• **Problem requirements**
Go over the material below and report every line that contains the word "exercise".

• **The records**
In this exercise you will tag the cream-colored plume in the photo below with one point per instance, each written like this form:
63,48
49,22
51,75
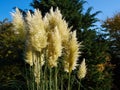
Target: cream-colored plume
54,49
82,70
37,33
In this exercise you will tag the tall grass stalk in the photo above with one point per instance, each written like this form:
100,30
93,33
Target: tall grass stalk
52,34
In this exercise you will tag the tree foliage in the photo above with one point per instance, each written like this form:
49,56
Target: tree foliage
95,48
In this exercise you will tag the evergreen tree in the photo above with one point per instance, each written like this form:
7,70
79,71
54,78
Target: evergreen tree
95,47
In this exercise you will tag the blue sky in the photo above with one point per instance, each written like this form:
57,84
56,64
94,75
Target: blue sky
108,7
6,6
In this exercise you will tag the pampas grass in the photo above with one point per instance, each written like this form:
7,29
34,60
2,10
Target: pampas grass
51,49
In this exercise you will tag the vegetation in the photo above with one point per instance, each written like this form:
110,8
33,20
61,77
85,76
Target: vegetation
28,60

• **Your response**
In this exercise you will tag the cream-colored plume in the photo below with one point per instance, each written like this form:
In this exercise you will tag the tall grass stalk in the photo above with one point per instance, each written like this form:
In this exercise you will tag the tree foliage in the photo above with one point per instance, each written like this form:
In this exercise you will tag the evergreen tree in the photo above with one point per instance, each written like this form:
In this exercise you will tag the blue sky in the photo above with one point per instance, each written like this form:
In this exercise you will tag the pampas grass in the photo above with one point per instance, each written like this form:
In this exercise you will tag the vegetation in the photo above with one point per instance, each written like this form:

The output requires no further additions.